* _WORK REQUIRED_: Change "Annotation task" to "Labeling task" throughout the stretch from the line containing "the player lying" through the end of the rows, and reproduce only those lines with everything else left as it is.

* _WORKING DATA_:
○ ○ ○ ○
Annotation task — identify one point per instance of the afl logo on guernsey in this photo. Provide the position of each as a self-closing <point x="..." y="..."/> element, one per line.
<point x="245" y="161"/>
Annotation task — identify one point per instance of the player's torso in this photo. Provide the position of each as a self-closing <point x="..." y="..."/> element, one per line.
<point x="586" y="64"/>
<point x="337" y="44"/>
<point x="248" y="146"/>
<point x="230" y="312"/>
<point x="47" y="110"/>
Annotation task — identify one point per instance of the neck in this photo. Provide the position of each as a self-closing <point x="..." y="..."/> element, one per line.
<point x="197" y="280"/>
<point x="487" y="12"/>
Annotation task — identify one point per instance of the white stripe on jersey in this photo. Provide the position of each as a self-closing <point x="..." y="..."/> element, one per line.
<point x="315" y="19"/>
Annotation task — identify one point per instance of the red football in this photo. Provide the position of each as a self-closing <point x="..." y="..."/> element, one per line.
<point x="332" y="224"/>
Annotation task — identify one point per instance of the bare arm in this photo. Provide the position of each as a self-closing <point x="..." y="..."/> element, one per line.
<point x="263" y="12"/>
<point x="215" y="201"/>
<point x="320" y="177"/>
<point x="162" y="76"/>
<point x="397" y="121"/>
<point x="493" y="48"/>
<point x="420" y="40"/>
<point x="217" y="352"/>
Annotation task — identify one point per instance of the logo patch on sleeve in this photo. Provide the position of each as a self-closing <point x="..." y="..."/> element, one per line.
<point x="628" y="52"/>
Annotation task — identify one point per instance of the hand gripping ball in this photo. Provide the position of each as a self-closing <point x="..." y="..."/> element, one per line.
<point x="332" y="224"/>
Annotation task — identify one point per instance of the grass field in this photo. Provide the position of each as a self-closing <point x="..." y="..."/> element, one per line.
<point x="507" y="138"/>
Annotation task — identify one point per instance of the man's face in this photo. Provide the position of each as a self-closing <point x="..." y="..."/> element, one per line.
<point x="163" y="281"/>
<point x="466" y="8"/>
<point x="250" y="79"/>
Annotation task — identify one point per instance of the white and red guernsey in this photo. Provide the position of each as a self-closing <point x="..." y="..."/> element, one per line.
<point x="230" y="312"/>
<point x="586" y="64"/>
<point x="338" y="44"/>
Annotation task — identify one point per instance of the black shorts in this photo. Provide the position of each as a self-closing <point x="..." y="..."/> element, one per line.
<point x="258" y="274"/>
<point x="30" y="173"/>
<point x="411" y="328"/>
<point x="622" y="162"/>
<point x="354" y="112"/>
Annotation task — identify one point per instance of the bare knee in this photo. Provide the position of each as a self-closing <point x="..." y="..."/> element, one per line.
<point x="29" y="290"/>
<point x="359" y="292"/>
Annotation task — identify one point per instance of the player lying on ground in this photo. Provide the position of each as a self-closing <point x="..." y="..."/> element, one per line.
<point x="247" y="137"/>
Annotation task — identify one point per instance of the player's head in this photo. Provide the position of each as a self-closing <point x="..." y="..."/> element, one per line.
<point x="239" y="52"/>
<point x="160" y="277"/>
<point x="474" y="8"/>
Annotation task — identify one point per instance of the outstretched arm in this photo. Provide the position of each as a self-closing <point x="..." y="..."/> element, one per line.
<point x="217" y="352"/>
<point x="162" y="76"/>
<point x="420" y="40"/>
○ ○ ○ ○
* _ANSWER_:
Labeling task — identify one point per instance of the player lying on ground in this photo. Provide the position of each as a self-closing <point x="..." y="..."/> element, one per line.
<point x="247" y="137"/>
Labeling task — identify one point per instance of the player's head in this photo. Provide the position of each as a self-closing <point x="..." y="..."/> element, one per line.
<point x="239" y="52"/>
<point x="160" y="277"/>
<point x="474" y="8"/>
Labeling task — identify one point per instance of the outstretched arm in this photo. Provide the position of each as a self-closing <point x="..." y="..."/> element, one per line.
<point x="217" y="352"/>
<point x="162" y="76"/>
<point x="420" y="40"/>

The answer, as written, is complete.